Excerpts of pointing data
-=-=-

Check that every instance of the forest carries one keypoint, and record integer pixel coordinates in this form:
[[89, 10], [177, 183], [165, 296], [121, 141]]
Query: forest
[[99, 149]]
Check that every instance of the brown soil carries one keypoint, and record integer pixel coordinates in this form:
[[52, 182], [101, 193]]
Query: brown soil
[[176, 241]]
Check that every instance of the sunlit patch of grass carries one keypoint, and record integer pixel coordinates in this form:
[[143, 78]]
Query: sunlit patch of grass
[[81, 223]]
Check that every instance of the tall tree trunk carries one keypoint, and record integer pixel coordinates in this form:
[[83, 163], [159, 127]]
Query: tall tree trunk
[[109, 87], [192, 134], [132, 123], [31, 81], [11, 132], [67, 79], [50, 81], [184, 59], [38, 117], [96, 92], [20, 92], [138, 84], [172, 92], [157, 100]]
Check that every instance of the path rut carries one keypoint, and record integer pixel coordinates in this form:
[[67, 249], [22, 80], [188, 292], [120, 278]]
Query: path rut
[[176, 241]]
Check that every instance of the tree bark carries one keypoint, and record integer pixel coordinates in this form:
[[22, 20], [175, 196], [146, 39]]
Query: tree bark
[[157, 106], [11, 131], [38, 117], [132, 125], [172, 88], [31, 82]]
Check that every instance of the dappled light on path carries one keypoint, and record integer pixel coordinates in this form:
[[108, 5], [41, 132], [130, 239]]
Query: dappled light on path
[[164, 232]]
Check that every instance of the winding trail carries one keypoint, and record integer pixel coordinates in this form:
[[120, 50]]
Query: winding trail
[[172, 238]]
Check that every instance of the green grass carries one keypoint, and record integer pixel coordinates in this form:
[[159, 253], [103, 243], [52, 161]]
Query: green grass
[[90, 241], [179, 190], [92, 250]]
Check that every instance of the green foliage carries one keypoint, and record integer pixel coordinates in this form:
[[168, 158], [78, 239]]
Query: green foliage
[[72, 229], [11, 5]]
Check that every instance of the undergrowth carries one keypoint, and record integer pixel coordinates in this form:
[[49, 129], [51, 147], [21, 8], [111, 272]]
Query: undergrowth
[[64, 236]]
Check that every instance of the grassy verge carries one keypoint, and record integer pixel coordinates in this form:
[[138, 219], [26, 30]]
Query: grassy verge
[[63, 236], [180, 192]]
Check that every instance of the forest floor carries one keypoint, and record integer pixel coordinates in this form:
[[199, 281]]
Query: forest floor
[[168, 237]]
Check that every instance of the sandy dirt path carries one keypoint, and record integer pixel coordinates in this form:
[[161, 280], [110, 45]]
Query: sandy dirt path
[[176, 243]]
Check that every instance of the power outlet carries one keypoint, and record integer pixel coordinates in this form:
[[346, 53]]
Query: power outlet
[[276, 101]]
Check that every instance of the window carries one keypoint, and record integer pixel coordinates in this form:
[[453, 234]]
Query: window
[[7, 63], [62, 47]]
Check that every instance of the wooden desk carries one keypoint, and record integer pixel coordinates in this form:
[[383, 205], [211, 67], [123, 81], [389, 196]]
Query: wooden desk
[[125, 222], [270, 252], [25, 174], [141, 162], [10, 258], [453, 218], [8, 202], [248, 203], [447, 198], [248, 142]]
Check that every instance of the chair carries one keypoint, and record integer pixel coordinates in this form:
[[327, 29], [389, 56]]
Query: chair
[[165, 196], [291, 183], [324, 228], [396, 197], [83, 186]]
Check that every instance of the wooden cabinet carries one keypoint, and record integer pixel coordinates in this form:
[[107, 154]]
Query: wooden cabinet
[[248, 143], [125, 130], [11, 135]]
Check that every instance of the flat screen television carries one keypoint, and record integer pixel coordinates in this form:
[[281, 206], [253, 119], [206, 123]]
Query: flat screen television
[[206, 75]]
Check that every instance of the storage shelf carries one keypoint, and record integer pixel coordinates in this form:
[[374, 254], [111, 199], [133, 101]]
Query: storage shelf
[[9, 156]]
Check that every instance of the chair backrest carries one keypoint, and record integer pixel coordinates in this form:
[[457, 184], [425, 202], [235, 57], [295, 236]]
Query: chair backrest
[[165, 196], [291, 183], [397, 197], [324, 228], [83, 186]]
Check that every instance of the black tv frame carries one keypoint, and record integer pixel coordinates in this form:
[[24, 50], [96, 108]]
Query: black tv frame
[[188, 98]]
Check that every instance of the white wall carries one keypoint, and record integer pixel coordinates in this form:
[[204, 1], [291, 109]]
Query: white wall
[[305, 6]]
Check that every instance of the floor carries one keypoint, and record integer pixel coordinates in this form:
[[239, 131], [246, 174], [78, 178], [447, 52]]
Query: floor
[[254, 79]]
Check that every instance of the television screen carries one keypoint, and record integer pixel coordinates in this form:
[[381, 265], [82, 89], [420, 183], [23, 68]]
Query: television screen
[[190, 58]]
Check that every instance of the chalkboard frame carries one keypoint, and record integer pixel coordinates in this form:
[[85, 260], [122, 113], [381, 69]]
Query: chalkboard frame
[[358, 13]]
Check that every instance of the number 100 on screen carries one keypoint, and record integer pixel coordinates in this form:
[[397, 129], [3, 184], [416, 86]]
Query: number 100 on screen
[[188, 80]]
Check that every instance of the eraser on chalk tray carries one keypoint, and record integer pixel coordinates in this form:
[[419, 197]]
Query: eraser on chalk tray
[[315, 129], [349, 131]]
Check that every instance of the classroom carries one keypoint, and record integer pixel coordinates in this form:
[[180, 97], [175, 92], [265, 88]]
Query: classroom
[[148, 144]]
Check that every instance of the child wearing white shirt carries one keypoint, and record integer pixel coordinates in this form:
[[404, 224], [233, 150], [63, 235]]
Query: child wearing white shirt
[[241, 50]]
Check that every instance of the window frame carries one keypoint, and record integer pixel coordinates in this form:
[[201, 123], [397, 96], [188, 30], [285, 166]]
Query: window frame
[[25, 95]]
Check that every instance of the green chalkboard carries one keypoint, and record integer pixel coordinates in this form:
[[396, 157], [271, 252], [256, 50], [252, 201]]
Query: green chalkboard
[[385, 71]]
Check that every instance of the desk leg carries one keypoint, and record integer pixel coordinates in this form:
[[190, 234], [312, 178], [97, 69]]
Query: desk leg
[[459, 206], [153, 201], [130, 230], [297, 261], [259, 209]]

-=-=-

Work to be completed
Reproduce the whole listing, switching every "keypoint" to "marker" and keeping everything else the same.

Response to the exercise
Check that every instance of the forest carries one marker, and record integer pixel coordinates in this form:
[[89, 10], [177, 183], [165, 296], [121, 141]]
Query: forest
[[99, 149]]
Check that every instance of the brown soil carries one marker, and record integer pixel coordinates in this form:
[[52, 182], [101, 193]]
Query: brown soil
[[176, 241]]
Check that every instance of the sunlit patch of grass carries one marker, and record integer pixel coordinates in this form:
[[143, 78]]
Query: sunlit patch of grass
[[81, 223]]
Check that every instance of the tall tree trunk carries one marker, and record integer pixel coordinates in this form:
[[83, 163], [159, 127]]
Query: tall tree trunk
[[109, 87], [192, 134], [132, 123], [31, 81], [11, 132], [67, 79], [50, 81], [184, 59], [38, 117], [96, 92], [20, 92], [138, 84], [172, 92], [157, 100]]
Check that every instance of the path rut carries one marker, and record integer pixel coordinates in this form:
[[67, 249], [22, 80], [188, 292], [120, 278]]
Query: path rut
[[176, 241]]
Check that every instance of the tree bark carries one marker, and record integer pixel coordinates in this form:
[[22, 20], [175, 196], [146, 39]]
Query: tree bark
[[157, 106], [11, 131], [38, 117], [132, 125], [172, 88], [31, 82]]
Check that every instance of the dappled light on path carries one marker, and record integer pixel coordinates in this form:
[[108, 5], [41, 132], [130, 239]]
Query: dappled light on path
[[164, 232]]
Check that every instance of the winding trail carries one marker, and record integer pixel coordinates in this form:
[[120, 50]]
Query: winding trail
[[172, 238]]
Check that every instance of the green grass carries one marker, and record integer pixel coordinates in this form:
[[159, 253], [103, 243], [52, 161]]
Query: green grass
[[90, 241], [179, 190], [92, 250]]
Check that every instance of the green foliage carries one marker, and record integer pixel coordinates in this form:
[[168, 158], [78, 239]]
Query: green foliage
[[72, 229], [11, 5]]
Check that every instance of the undergrowth carries one marker, and record integer pixel coordinates in this form:
[[49, 129], [51, 147], [21, 8], [111, 272]]
Query: undergrowth
[[64, 236]]
Check that every instance of the grassy verge carries one marker, and record integer pixel coordinates in this form:
[[138, 219], [26, 30]]
Query: grassy verge
[[63, 236], [180, 192]]
Check that every instance of the forest floor carries one marker, and record integer pixel coordinates in this form:
[[199, 281]]
Query: forest floor
[[168, 237]]
Check that every instance of the sandy dirt path carries one marker, and record integer pixel coordinates in this form:
[[161, 280], [110, 45]]
Query: sandy dirt path
[[176, 243]]
Check that every instance of the power outlet carries one marker, and record integer pixel coordinates in this form:
[[346, 53]]
Query: power outlet
[[276, 101]]
Check that every instance of the window carries one marker, and record integer pixel coordinates in this form:
[[453, 234]]
Query: window
[[7, 63], [62, 47]]
Check that every instance of the wooden desk carries one marker, and record integer pixel coordinates in this form:
[[383, 205], [211, 67], [123, 81], [389, 196]]
Query: wooden desk
[[125, 222], [270, 252], [25, 174], [141, 162], [10, 258], [453, 218], [8, 202], [248, 203], [447, 198], [248, 142]]
Check that every instance of the chair carries one marker, and record integer pixel coordinates in this form:
[[327, 29], [389, 56]]
Query: chair
[[165, 196], [291, 183], [324, 228], [396, 197], [83, 186]]
Check that every instance of the wooden cabinet carries one marker, and record integer pixel coordinates in this form:
[[107, 154]]
Query: wooden cabinet
[[248, 143], [125, 130], [11, 135]]
Check that every instance of the flat screen television carries one marker, and record integer pixel coordinates in this form:
[[281, 206], [253, 119], [206, 123]]
Query: flat screen television
[[206, 75]]
Check that every instance of the storage shelf carries one marker, and record integer pixel coordinates in this form:
[[374, 254], [111, 199], [133, 101]]
Query: storage shelf
[[9, 156]]
Check that every instance of the chair backrest carries one marker, and record integer pixel coordinates in this form:
[[457, 184], [425, 202], [235, 57], [295, 236]]
Query: chair backrest
[[165, 196], [291, 183], [397, 197], [324, 228], [83, 186]]
Check that every instance of the black tv frame carries one marker, and record integer pixel coordinates in this form:
[[24, 50], [96, 108]]
Query: black tv frame
[[188, 98]]
Check that every instance of the white wall carries one marker, and record integer pixel coordinates in this form:
[[204, 1], [291, 109]]
Query: white wall
[[305, 6]]
Check that every instance of the floor carries one marker, and record integer pixel coordinates in this form:
[[239, 131], [246, 174], [78, 178], [447, 52]]
Query: floor
[[254, 79]]
Check that every instance of the television screen carries one marker, and record integer pixel coordinates in this form:
[[381, 265], [82, 89], [420, 183], [23, 68]]
Query: television screen
[[190, 58]]
Check that every instance of the chalkboard frame carries one marker, and record integer pixel coordinates in this form:
[[85, 260], [122, 113], [381, 69]]
Query: chalkboard frame
[[358, 13]]
Check that every instance of the number 100 on screen carries one marker, and record integer pixel coordinates in this form:
[[397, 129], [3, 184], [416, 86]]
Query: number 100 on screen
[[188, 80]]
Check that every instance of the eraser on chalk tray carries one marker, and record integer pixel coordinates in this form:
[[419, 197]]
Query: eraser on chalk tray
[[315, 129], [349, 131]]
Check that every instance of the classroom carries one marker, and record integer pixel coordinates in this form:
[[180, 97], [175, 92], [265, 88]]
Query: classroom
[[148, 144]]
Check that every instance of the child wearing white shirt carries one marker, and record integer pixel coordinates in this form:
[[404, 224], [233, 150], [63, 235]]
Query: child wearing white shirt
[[241, 50]]
Check that every instance of the window frame carries one marker, and record integer pixel coordinates in this form:
[[201, 123], [397, 96], [188, 30], [285, 166]]
Query: window frame
[[25, 95]]
Check that every instance of the green chalkboard carries one marker, and record integer pixel coordinates in this form:
[[396, 157], [271, 252], [256, 50], [252, 201]]
Query: green chalkboard
[[385, 71]]
Check that every instance of the desk leg carries one marker, and record integer pixel coordinates in this form:
[[190, 234], [312, 178], [97, 69]]
Query: desk leg
[[459, 206], [153, 201], [130, 230], [297, 261], [259, 209]]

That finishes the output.